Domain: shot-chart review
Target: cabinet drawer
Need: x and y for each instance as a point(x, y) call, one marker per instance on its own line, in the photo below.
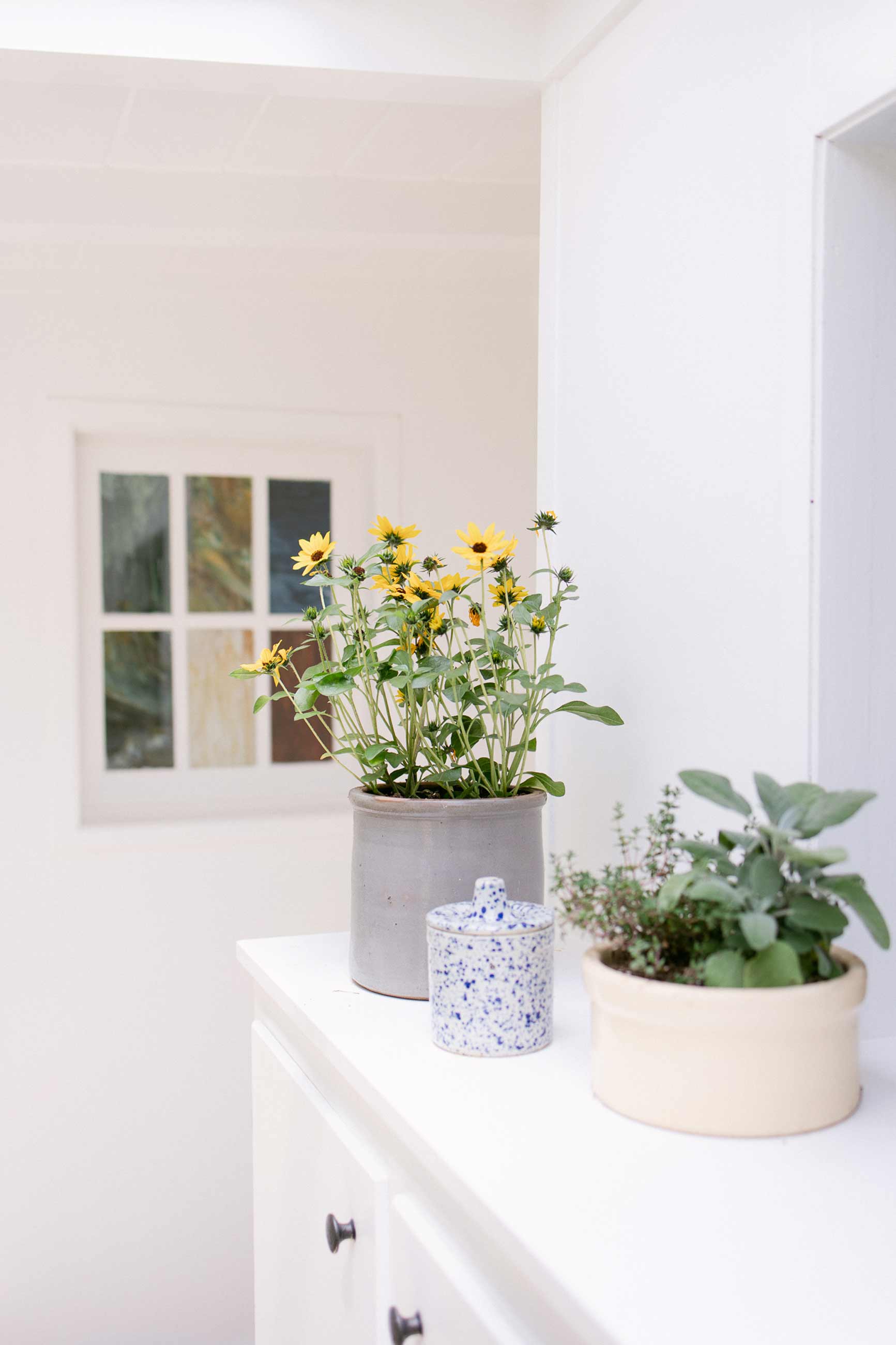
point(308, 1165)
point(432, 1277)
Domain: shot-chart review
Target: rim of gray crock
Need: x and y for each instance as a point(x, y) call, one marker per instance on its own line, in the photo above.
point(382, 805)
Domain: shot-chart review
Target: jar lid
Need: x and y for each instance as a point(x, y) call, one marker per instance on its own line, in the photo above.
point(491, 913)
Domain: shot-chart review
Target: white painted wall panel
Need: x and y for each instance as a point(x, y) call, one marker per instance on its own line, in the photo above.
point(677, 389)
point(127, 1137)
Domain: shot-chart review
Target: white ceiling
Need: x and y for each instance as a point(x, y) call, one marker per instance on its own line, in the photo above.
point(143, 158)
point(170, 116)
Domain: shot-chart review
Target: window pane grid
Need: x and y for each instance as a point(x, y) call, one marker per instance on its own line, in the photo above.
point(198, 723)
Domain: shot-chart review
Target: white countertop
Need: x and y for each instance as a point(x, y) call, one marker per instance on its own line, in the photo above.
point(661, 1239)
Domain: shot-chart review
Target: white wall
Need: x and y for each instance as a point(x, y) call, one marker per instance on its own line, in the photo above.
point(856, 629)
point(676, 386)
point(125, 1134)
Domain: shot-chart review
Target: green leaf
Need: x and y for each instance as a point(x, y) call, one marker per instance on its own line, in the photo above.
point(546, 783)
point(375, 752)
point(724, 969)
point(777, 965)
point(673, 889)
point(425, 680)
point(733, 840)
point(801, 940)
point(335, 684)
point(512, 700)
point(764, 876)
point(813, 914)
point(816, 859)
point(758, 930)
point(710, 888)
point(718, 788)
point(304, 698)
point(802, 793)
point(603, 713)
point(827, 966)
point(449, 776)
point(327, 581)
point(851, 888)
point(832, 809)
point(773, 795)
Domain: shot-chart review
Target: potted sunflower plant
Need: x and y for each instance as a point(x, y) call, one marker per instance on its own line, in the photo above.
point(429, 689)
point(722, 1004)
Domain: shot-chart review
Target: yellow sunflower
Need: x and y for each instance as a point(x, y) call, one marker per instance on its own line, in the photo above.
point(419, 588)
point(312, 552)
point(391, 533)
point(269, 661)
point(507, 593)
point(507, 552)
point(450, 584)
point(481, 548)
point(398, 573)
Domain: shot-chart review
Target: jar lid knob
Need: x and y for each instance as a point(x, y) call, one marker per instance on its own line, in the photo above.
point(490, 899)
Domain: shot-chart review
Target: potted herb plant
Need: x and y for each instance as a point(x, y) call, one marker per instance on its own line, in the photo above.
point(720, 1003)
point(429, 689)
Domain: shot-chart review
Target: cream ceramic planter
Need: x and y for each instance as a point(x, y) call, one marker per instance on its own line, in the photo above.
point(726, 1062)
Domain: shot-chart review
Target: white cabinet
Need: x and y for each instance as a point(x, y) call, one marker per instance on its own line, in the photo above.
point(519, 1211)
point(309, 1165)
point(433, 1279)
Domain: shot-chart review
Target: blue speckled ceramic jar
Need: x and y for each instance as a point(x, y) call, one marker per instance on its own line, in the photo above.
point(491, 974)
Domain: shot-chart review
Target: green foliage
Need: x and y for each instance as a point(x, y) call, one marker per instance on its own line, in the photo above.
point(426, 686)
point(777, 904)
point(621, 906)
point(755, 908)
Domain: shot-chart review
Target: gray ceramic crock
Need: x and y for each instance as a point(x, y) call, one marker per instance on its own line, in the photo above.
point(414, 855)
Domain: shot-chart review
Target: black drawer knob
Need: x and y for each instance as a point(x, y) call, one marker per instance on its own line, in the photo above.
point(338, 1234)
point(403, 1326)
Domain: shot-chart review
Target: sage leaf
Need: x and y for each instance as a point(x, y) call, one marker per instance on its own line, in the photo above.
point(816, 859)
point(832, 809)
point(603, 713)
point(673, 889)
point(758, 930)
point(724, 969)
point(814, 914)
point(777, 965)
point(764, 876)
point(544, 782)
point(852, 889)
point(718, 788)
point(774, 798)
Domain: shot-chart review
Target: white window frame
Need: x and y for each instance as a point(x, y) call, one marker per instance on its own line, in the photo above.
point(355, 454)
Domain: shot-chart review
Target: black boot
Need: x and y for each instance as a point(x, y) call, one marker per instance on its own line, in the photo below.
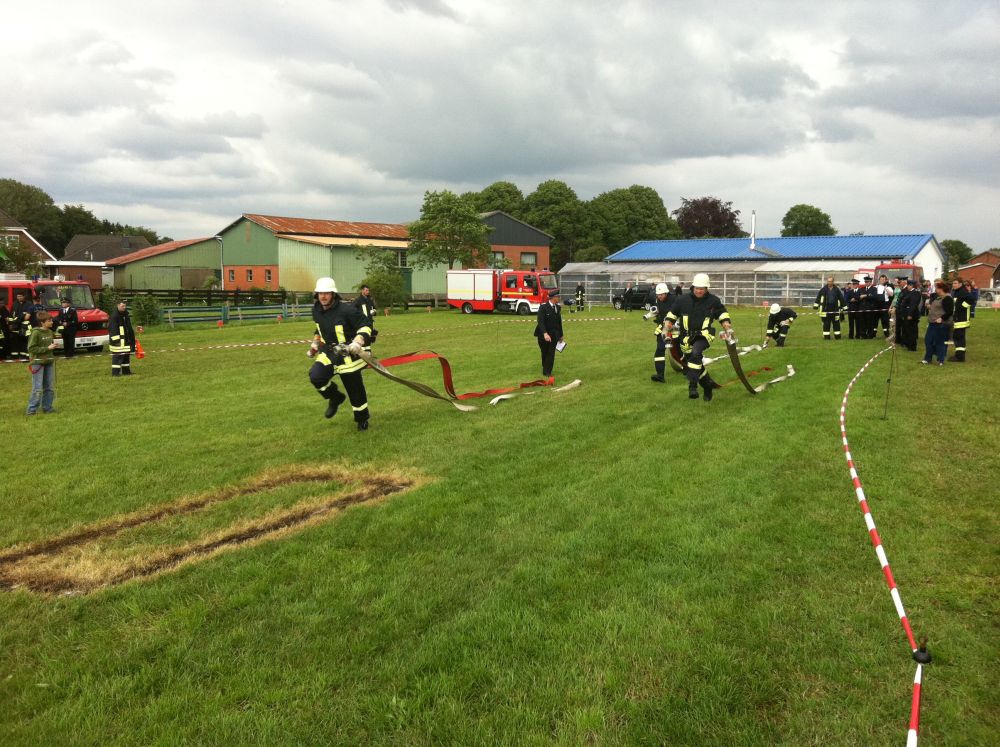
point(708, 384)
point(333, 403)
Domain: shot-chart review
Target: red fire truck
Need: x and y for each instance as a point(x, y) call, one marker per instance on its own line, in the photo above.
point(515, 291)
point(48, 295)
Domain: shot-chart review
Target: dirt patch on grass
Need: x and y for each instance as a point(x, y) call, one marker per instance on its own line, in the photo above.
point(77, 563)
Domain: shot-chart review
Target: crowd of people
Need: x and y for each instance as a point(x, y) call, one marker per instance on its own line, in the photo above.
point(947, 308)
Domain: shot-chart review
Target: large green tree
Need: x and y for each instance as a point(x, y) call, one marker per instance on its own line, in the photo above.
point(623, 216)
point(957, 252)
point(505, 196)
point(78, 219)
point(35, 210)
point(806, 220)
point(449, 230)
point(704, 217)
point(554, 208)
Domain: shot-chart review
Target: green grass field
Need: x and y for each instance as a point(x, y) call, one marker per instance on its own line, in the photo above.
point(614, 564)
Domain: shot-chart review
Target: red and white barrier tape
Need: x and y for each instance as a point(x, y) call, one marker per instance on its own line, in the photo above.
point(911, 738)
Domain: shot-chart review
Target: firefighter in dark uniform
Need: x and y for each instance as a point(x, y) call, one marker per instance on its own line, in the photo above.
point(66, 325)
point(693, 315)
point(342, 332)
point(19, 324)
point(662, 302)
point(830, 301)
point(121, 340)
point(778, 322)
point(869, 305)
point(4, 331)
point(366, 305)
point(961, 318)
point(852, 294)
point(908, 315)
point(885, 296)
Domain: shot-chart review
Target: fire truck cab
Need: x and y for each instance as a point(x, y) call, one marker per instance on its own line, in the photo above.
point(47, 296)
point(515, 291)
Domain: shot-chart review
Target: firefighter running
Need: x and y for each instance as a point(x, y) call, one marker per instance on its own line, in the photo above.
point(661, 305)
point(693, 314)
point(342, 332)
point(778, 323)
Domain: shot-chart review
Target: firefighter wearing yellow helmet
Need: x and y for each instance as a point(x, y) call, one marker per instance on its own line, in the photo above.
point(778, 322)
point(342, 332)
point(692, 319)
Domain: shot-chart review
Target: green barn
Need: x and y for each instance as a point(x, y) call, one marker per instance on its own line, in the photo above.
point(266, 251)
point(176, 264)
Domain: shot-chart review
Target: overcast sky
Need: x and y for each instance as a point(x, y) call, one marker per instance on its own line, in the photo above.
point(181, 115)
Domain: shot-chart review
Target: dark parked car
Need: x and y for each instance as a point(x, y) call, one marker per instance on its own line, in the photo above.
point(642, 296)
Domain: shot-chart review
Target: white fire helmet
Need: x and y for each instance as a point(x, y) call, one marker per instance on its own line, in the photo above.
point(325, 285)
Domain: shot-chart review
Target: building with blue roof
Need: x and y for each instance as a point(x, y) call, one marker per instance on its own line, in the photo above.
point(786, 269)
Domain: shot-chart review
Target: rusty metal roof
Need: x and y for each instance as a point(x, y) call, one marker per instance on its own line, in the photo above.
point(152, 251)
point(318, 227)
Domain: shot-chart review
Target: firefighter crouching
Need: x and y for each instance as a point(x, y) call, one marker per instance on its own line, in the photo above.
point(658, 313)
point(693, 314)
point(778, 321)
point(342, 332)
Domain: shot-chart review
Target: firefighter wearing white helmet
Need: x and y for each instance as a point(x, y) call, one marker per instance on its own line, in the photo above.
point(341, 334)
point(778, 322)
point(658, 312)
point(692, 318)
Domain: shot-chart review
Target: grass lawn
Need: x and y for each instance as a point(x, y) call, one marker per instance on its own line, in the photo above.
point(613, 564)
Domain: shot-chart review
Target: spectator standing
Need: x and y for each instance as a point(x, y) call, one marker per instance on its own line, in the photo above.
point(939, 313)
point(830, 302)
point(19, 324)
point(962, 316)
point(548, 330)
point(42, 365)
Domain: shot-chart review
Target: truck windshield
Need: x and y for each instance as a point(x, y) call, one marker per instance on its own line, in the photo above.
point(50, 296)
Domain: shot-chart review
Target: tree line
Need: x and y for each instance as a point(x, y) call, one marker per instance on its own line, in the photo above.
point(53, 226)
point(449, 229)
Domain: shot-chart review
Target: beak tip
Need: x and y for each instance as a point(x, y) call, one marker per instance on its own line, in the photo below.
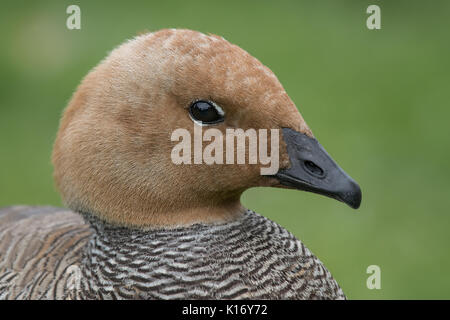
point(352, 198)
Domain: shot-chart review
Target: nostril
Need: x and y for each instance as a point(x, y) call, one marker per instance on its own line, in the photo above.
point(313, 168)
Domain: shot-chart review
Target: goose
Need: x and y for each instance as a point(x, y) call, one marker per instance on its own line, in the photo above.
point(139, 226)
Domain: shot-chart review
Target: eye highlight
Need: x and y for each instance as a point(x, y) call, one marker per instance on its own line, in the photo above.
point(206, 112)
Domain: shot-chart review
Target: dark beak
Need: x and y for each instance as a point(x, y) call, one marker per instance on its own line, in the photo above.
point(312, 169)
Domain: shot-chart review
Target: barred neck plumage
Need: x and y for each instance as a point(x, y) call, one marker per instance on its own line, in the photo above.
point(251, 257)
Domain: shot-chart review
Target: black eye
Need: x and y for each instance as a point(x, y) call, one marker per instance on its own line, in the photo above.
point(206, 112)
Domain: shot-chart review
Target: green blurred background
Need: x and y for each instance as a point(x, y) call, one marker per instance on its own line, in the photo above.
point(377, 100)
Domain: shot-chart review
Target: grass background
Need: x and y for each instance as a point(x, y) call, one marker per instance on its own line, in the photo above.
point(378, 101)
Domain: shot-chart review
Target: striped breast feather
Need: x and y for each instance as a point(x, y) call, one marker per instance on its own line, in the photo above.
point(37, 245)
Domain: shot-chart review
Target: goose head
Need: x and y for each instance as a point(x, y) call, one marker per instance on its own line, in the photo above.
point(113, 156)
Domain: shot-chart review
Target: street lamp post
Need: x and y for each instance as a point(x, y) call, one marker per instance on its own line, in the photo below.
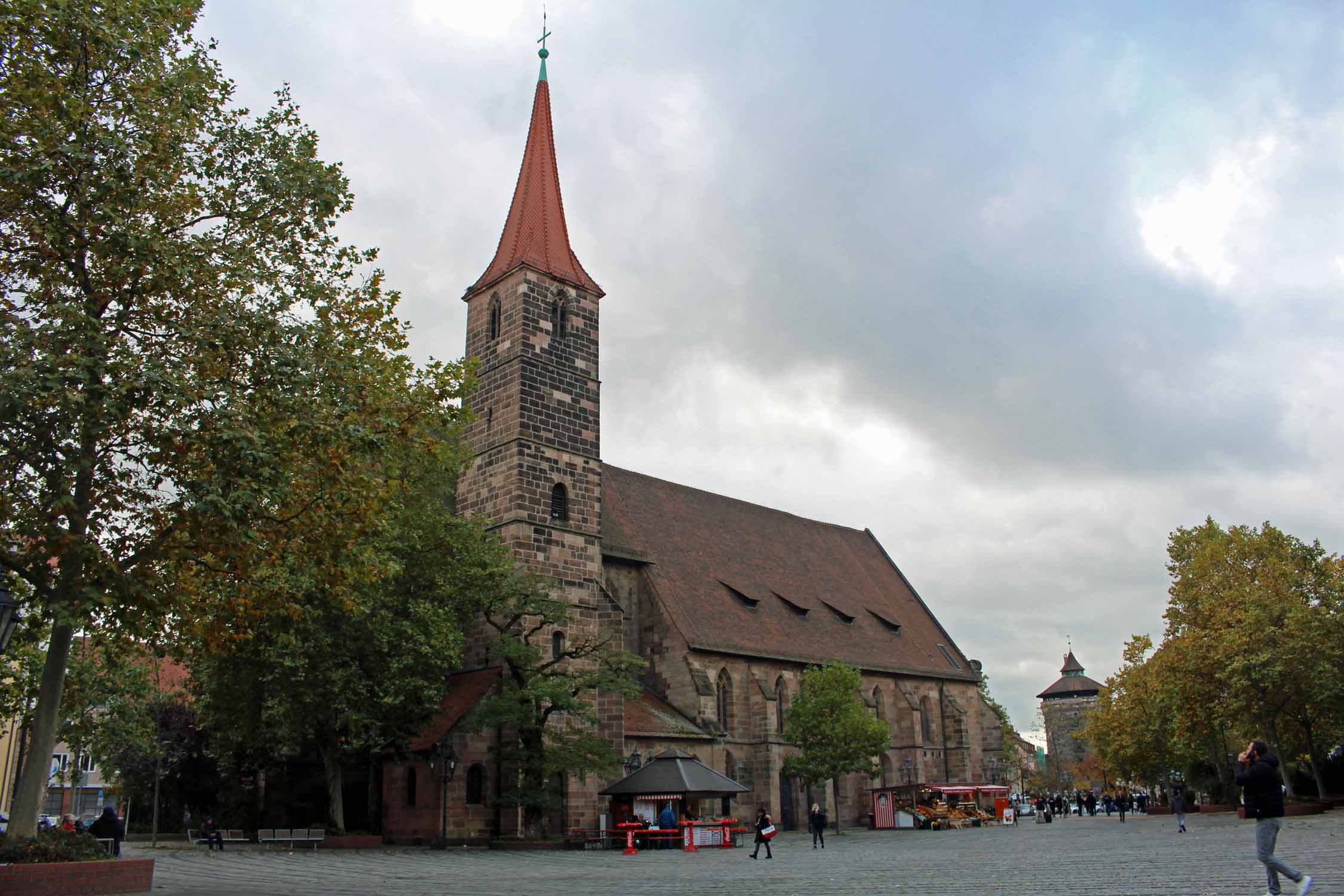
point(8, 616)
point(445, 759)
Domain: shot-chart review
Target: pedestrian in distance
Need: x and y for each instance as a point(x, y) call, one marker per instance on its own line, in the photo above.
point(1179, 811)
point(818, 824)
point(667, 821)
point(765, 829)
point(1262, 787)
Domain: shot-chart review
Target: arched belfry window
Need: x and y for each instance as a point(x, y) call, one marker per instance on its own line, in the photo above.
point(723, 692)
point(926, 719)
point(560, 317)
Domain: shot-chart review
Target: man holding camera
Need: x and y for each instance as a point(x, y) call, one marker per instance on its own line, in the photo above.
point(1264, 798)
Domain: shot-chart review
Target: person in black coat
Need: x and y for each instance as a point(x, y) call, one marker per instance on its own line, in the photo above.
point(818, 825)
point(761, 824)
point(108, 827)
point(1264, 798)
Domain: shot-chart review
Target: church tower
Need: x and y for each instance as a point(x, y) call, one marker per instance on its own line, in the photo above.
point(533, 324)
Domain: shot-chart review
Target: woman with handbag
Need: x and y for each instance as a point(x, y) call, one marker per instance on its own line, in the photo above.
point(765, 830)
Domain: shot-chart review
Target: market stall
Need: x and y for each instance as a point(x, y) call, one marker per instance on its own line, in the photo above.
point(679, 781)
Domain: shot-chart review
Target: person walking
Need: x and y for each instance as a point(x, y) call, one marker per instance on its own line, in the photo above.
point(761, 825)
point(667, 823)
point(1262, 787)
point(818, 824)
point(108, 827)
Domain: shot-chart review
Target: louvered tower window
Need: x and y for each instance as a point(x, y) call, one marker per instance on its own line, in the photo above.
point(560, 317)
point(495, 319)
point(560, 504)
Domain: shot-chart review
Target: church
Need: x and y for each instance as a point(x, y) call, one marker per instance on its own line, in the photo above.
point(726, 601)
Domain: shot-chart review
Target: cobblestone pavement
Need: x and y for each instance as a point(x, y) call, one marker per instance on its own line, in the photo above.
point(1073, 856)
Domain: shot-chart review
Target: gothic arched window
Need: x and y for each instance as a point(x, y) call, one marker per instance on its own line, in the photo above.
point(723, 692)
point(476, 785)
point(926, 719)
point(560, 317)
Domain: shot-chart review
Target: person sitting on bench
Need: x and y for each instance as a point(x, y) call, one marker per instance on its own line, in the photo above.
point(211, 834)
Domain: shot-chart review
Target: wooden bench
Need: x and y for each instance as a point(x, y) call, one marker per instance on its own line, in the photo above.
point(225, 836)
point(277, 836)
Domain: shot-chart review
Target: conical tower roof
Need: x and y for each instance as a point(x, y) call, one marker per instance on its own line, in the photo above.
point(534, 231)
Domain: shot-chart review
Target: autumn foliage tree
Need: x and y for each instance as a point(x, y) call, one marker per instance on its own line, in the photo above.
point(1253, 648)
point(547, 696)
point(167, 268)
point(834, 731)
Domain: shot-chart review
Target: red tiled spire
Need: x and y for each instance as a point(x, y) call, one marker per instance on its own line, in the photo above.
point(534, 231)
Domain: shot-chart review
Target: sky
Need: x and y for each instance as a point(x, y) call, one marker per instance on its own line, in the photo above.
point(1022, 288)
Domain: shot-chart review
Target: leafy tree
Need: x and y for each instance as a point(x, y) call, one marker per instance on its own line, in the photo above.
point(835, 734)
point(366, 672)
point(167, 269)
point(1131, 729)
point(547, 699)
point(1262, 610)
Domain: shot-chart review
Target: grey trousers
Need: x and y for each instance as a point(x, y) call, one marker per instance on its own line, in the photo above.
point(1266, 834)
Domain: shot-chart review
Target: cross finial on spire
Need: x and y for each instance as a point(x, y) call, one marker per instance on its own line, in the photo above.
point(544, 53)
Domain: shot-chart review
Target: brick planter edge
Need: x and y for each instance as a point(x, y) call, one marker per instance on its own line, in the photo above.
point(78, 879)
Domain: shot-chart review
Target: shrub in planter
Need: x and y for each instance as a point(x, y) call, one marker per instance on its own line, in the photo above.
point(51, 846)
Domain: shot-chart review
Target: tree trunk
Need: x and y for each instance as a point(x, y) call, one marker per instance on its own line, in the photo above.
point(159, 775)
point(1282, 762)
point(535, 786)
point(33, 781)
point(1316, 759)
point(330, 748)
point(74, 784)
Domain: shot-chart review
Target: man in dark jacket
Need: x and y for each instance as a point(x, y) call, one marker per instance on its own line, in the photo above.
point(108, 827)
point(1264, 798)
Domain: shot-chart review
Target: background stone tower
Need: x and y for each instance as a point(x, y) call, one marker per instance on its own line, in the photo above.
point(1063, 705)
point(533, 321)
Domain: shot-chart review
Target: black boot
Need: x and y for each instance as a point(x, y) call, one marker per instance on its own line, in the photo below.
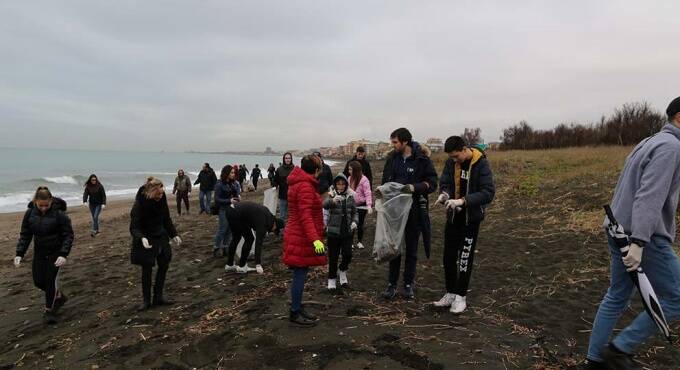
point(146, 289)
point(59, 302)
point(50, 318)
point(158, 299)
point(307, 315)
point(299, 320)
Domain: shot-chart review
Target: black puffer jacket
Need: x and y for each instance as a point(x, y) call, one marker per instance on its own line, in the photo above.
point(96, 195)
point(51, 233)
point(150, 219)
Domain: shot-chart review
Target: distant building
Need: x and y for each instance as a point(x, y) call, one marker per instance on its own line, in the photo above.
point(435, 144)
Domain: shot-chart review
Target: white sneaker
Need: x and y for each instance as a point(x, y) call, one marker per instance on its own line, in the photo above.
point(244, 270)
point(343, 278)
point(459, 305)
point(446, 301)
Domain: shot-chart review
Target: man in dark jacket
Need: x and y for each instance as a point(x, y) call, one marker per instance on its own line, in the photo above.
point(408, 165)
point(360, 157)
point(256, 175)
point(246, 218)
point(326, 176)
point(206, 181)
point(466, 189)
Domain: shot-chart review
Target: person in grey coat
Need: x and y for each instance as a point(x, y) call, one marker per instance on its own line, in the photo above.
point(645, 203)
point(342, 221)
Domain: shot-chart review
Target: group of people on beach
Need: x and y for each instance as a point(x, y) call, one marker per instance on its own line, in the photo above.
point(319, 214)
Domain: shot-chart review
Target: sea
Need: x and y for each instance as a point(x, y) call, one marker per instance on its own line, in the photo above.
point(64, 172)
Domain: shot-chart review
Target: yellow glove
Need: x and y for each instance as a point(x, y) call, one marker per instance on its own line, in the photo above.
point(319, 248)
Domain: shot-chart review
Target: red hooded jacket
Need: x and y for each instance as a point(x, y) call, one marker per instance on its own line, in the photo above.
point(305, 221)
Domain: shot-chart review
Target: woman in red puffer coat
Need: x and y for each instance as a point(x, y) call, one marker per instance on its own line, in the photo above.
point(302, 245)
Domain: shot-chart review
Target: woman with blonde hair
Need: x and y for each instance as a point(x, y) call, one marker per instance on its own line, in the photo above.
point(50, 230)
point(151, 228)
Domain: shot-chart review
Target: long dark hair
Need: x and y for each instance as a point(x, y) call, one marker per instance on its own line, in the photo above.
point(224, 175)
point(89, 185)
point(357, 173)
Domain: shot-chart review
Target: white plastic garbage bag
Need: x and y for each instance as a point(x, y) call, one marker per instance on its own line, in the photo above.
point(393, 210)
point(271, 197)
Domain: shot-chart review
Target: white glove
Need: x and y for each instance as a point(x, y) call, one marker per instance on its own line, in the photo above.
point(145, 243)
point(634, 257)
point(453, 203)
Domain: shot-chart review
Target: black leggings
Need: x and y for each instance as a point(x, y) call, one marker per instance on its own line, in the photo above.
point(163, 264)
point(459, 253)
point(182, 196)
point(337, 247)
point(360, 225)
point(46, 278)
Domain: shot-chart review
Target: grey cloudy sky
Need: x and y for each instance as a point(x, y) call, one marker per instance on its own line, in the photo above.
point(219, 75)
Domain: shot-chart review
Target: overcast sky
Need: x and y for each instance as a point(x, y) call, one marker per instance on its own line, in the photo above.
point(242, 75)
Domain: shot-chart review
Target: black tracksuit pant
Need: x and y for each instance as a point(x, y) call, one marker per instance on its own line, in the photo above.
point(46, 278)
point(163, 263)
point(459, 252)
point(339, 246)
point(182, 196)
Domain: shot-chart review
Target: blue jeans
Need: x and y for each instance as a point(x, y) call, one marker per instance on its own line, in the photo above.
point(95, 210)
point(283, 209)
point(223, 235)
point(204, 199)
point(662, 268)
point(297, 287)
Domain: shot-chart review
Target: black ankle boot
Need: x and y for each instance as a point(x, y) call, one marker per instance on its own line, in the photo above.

◆ ◆ ◆ ◆ ◆

| WHAT TO DO |
Please write out the data from the start through the line holding "point(661, 1239)", inclusive, swapping "jar lid" for "pot lid" and changing nothing else. Leave out the pictures.

| SOLUTION TO THE PROBLEM |
Domain: shot-chart review
Target: cabinet drawer
Need: x and y for each instance as a point(x, y) call, one marker per instance on its own line, in the photo below.
point(308, 1165)
point(432, 1277)
Domain: shot-chart review
Target: rim of gray crock
Need: x and y for each instance as a point(x, y) call, one marker per instance on its own line, in the photo above.
point(382, 805)
Domain: shot-chart review
Target: pot lid
Need: x and y for each instance as a point(x, y) call, one marker per instance on its own line, in the photo above.
point(491, 913)
Domain: shot-chart review
Target: white painted wall panel
Need: x and y for each instance as a point(x, y) call, one marker per instance on its own line, in the photo above.
point(677, 389)
point(127, 1137)
Domain: shot-chart review
Target: white ceiling
Need: x and y for each instance as a point(x, y) call, one marker per instance on its own line, in the photo above.
point(143, 158)
point(170, 116)
Domain: shot-chart review
Target: window pane grid
Need: x and y for each instance as a point(x, y) call, one marker per instance on its own line, in the photo above.
point(198, 723)
Domain: shot-chart review
Target: white countertop
Need: x and y for each instance as a point(x, y) call, one marker per instance on its own line, in the photo above.
point(661, 1239)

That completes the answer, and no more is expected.